BRIEF:
Make an exact copy of the listing below.

RECORDS FOR THIS TASK:
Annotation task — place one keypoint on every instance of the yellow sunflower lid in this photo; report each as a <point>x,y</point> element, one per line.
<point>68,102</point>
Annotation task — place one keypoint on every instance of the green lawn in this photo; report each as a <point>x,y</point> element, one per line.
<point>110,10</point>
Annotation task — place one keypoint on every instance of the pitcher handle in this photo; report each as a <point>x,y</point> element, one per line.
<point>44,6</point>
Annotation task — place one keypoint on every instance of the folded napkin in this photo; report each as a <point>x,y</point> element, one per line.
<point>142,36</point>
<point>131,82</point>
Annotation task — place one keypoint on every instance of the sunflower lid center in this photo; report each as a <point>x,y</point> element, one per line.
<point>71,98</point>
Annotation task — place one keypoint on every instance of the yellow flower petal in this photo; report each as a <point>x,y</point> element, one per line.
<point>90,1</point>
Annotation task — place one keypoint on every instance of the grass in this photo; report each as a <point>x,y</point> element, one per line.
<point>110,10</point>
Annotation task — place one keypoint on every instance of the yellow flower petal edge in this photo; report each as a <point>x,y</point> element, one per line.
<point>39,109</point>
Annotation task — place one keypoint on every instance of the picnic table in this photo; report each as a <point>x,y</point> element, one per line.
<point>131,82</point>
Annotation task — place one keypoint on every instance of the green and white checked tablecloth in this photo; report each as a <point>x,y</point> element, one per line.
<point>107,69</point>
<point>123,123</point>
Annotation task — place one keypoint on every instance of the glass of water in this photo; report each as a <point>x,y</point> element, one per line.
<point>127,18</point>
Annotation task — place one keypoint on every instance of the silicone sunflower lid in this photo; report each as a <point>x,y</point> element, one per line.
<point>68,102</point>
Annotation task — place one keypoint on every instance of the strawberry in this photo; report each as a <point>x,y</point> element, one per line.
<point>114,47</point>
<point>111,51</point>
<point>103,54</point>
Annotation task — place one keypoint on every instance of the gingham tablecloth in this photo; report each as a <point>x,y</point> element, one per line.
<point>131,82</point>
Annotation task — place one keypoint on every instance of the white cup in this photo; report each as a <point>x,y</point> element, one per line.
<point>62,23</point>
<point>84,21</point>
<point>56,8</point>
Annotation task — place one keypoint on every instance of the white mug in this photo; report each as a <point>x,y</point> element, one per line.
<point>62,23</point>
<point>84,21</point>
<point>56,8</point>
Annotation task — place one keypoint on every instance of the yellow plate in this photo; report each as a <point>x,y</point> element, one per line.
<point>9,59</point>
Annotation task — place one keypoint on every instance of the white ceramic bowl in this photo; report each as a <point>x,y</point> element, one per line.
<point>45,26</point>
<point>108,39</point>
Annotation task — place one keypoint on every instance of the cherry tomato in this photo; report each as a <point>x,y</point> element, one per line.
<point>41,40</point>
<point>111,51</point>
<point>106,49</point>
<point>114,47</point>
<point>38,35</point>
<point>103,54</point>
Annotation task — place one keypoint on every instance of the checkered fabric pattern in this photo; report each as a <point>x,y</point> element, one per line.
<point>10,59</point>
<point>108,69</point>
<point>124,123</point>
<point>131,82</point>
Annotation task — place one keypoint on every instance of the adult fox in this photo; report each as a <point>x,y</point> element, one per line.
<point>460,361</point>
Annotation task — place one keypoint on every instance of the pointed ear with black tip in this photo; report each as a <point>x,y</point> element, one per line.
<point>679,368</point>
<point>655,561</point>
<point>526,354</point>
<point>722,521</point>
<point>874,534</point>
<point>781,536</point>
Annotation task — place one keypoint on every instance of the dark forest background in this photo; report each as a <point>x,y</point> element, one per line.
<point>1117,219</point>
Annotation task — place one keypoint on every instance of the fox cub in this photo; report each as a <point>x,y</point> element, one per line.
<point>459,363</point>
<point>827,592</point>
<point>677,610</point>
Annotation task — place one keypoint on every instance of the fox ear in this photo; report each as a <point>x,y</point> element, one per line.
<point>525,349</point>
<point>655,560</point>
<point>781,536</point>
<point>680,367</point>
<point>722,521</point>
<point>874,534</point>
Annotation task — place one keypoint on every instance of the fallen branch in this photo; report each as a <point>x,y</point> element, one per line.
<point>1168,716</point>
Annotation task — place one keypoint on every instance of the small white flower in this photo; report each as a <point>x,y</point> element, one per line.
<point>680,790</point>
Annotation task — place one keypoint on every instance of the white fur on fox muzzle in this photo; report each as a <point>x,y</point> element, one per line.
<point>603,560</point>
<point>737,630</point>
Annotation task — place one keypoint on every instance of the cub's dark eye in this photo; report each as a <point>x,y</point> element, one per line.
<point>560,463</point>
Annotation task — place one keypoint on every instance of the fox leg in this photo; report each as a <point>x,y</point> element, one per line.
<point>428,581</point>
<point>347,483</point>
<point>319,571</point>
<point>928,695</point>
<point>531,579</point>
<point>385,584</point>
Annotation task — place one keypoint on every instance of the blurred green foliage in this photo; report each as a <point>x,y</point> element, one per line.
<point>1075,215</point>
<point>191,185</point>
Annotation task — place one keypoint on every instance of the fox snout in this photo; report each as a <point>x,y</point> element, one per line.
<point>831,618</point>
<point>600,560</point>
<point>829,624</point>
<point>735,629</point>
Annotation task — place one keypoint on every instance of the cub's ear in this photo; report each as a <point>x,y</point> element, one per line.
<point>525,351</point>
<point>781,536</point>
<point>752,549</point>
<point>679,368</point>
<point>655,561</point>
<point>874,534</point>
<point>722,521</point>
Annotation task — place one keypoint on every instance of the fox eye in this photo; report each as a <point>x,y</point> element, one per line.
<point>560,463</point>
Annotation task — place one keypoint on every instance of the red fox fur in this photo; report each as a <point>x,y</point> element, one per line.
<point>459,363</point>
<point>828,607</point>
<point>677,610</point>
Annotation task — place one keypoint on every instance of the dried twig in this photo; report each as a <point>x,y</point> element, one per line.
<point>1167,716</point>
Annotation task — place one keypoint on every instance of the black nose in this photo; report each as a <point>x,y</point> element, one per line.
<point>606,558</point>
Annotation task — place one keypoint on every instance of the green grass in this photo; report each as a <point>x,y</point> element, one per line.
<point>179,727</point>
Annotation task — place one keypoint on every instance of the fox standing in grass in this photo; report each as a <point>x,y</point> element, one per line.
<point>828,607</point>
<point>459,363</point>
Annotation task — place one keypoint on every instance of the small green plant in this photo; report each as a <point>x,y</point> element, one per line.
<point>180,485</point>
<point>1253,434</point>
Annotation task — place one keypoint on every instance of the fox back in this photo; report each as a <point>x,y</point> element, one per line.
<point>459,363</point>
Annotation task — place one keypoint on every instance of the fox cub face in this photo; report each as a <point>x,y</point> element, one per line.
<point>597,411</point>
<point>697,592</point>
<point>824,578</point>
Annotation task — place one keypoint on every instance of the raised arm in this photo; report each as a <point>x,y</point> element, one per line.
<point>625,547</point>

EXPECTED ANSWER:
Annotation task — place one keypoint on every instance of the yellow sunflower lid in this photo; report each as a <point>x,y</point> element, one per line.
<point>68,102</point>
Annotation task — place one keypoint on every instance of the green lawn in this photo; report each as a <point>x,y</point> element, one per line.
<point>110,10</point>
Annotation task — place one keypoint on every instance of the pitcher handle in this photo; report each as a <point>x,y</point> element, one per line.
<point>44,6</point>
Annotation task — place one keypoint on every instance of the folded napkin in this photo; report each as a <point>x,y</point> element, one per line.
<point>142,36</point>
<point>131,82</point>
Annotation task — place one keypoint on every instance of the sunflower lid center in this photo; report each as a <point>x,y</point> element, one per line.
<point>71,98</point>
Annotation task — place one keypoint on every instance of the yellow flower petal in this photo; report each as a <point>x,y</point> element, one per line.
<point>90,1</point>
Annotation task — place one keypoint on every instance of the grass in this photo; report each as a <point>x,y</point> element, one per line.
<point>110,10</point>
Annotation task — place one keypoint on every instance of the yellow flower petal edge in this photo; report each as a <point>x,y</point> element, one per line.
<point>39,109</point>
Annotation task — place one keypoint on every instance of the picnic table in this photo; report each as a <point>x,y</point> element, one per line.
<point>131,82</point>
Annotation task — place one keypoint on every instance of the green and white checked tablecloth in this photo; report each as a <point>x,y</point> element, one per line.
<point>107,69</point>
<point>123,123</point>
Annotation task — place one keypoint on every instance of the glass of water in this photo; report each as a <point>x,y</point> element, one per line.
<point>127,18</point>
Annotation task — place one keypoint on every instance of the silicone sunflower lid in this photo; report each as a <point>x,y</point> element, one per line.
<point>68,102</point>
Annotation task — place one keypoint on every instance of the strawberry in this photo; report each as a <point>x,y</point> element, one per line.
<point>114,47</point>
<point>111,51</point>
<point>103,54</point>
Annotation task — place one keypoint on every instance of the gingham tablecloth in this photo; report each as a <point>x,y</point> element, one per line.
<point>131,82</point>
Annotation task — place one keypoint on every instance of the white cup in this photo; report each as a <point>x,y</point> element, one per line.
<point>62,23</point>
<point>84,21</point>
<point>56,8</point>
Annotation task — place one keypoint on every instance of the white mug in this photo; report each as a <point>x,y</point> element, one per line.
<point>62,23</point>
<point>84,21</point>
<point>56,8</point>
Annotation task — place one keypoint on every instance of the yellow plate in this photo; report each as a <point>x,y</point> element, one per line.
<point>9,59</point>
Annotation task — place one keypoint on every instance of the white ceramic bowl in this photo; report each as a <point>x,y</point> element, one per line.
<point>45,26</point>
<point>108,39</point>
Annotation task — place one keypoint on every instance of the cherry tomato in this photo; report each as a <point>x,y</point> element, one per line.
<point>41,40</point>
<point>111,51</point>
<point>106,49</point>
<point>114,47</point>
<point>38,35</point>
<point>103,54</point>
Annotation task — place one keypoint on every instance of the checkered fabric pattern in this photo; report each as a <point>x,y</point> element, one per line.
<point>10,59</point>
<point>108,69</point>
<point>124,123</point>
<point>131,82</point>
Annotation task — place one keypoint on every instance of the adult fox in this photo; report each as a <point>x,y</point> element, one per line.
<point>460,361</point>
Annotation task — place one keypoint on every instance of the pointed ear with black tip in this photo; report each as a <point>x,y</point> element, one per line.
<point>679,368</point>
<point>655,561</point>
<point>526,354</point>
<point>722,521</point>
<point>874,534</point>
<point>781,536</point>
Annotation task — place one keypoint on every instance of the dark forest background in this photo; report each as a <point>x,y</point> element, one per line.
<point>1117,219</point>
Annotation task — place one keypoint on every instance of the fox cub in this photo; report each as a <point>x,y</point> element, one per line.
<point>459,363</point>
<point>827,592</point>
<point>677,610</point>
Annotation task — place one keypoint on every instance of the fox ear in this photo; report each as a <point>x,y</point> element, one per line.
<point>525,349</point>
<point>655,560</point>
<point>781,536</point>
<point>680,367</point>
<point>722,521</point>
<point>874,534</point>
Annotation task — place one keypoint on every instance of the fallen branch in this photo; report each as a <point>x,y</point> element, one per line.
<point>1168,716</point>
Annotation task — place one keypoint on every instance of the small white flower in this photo; report each as a <point>x,y</point> element, one per line.
<point>680,790</point>
Annotation task — place one keypoint on every instance of the white fur on fox muzzle in this photo; report each as a <point>x,y</point> element, one per line.
<point>603,560</point>
<point>737,630</point>
Annotation task — place one keypoint on every instance of the cub's dark eye in this photo; report each as a <point>x,y</point> element, one per line.
<point>560,463</point>
Annotation task — place one keypoint on every instance of the fox leg in this photo; report each as a <point>x,y</point> element, one per line.
<point>428,581</point>
<point>347,483</point>
<point>319,571</point>
<point>928,695</point>
<point>531,579</point>
<point>385,584</point>
Annotation task — place one keypoint on every instance of the blurred green foliage in this photo; report each as a <point>x,y</point> element, one per line.
<point>1075,215</point>
<point>191,185</point>
Annotation task — place one keypoint on every instance of the fox snout in this photo; report each as a <point>x,y</point> element, one per line.
<point>831,618</point>
<point>600,560</point>
<point>829,624</point>
<point>735,629</point>
Annotation task — place one keypoint on every instance of the cub's ear in this photo; report each as a <point>x,y</point> element, one per line.
<point>525,351</point>
<point>781,536</point>
<point>752,549</point>
<point>679,368</point>
<point>655,561</point>
<point>874,534</point>
<point>722,521</point>
Annotation task — place one keypoint on every instance of the fox eye in this photo; report each as a <point>x,y</point> element, one per line.
<point>560,463</point>
Annotation task — place one keypoint on every instance of the red fox fur in this photo; report each as a <point>x,y</point> element, one per line.
<point>459,363</point>
<point>828,607</point>
<point>677,610</point>
Annotation task — place one keypoint on every instance of the dried twig in this photo; report each as a <point>x,y</point> element, one per line.
<point>1167,716</point>
Annotation task — place one keypoint on every instance of the black nose in this photo; report each as a <point>x,y</point> element, one per line.
<point>606,558</point>
Annotation task — place one keypoint on every instance of the green grass in this photo; report each as a <point>x,y</point> element, one per line.
<point>179,727</point>
Annotation task — place one keypoint on every instance of the fox standing in grass in this photo; report each as a <point>x,y</point> element, one per line.
<point>828,607</point>
<point>459,363</point>
Annotation task — place one keypoint on every instance of the small green plant in this photo; report each as a <point>x,y</point> element, one per line.
<point>180,485</point>
<point>1253,434</point>
Annotation task — place one keypoint on every instance of the fox back in this photo; report each as a <point>x,y</point> element, one per line.
<point>459,363</point>
Annotation task — place one keypoint on every instance of the fox cub face in this photo; report each as a <point>x,y</point> element, one per line.
<point>597,411</point>
<point>697,592</point>
<point>824,578</point>
Annotation task — place one keypoint on every instance of the raised arm in this photo; report each as a <point>x,y</point> element, one per line.
<point>625,547</point>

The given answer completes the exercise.